* _To do_
Switch every "thickest part" in the listing below to "widest part", and leave all other text as it is.
== Materials provided
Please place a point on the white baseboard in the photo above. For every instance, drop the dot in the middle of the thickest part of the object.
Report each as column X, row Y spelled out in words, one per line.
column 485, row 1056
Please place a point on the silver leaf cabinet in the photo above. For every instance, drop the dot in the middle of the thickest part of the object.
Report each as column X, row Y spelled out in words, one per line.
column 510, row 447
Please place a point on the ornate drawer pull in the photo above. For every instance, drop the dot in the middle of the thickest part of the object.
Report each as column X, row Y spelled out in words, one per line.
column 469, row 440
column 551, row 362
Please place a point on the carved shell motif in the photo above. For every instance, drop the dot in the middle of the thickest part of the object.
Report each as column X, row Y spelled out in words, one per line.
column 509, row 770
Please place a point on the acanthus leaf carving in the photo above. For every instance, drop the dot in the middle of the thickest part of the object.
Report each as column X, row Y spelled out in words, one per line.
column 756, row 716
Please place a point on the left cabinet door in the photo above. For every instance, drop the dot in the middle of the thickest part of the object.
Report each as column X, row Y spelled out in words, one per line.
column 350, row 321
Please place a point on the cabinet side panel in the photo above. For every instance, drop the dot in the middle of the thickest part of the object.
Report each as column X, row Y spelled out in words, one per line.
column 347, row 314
====
* _Answer to this problem_
Please place a point on the white baseboard in the photo above. For every instance, drop the dot in the middle of the widest part of the object.
Report each as column X, row Y spelled out in words, one per line.
column 485, row 1056
Please place a point on the silver leaf cabinet in the photo above. For every instance, drop the dot in the middle of the widest part of the object.
Report each as column X, row Y spelled out in words, one per line.
column 510, row 447
Please place a point on the ornate drawer pull in the photo above. For every instance, drop the dot in the middle of the widest part of the object.
Report each as column X, row Y spelled out in words, one per line.
column 469, row 440
column 551, row 362
Please place a point on the carved shell motif in the photo above. For every instance, drop the dot in the middle of the widest part of the object.
Report each as column X, row Y spelled out in words, one per line.
column 509, row 770
Please place a point on the acanthus leaf carving in the photo above. For every instance, drop the dot in the middle of the widest part of the object.
Report each as column X, row Y spelled out in words, one per line.
column 756, row 716
Please place a point on the left cabinet door in the photo above. For every instance, drop the dot in the middle of the widest part of the object.
Report each as column X, row Y spelled out in words, one per line.
column 350, row 321
Please place a point on the cabinet side panel in the photo above. For every instance, drop the dot in the middle of the widest part of the object.
Report each as column X, row Y spelled out in words, one per line.
column 347, row 314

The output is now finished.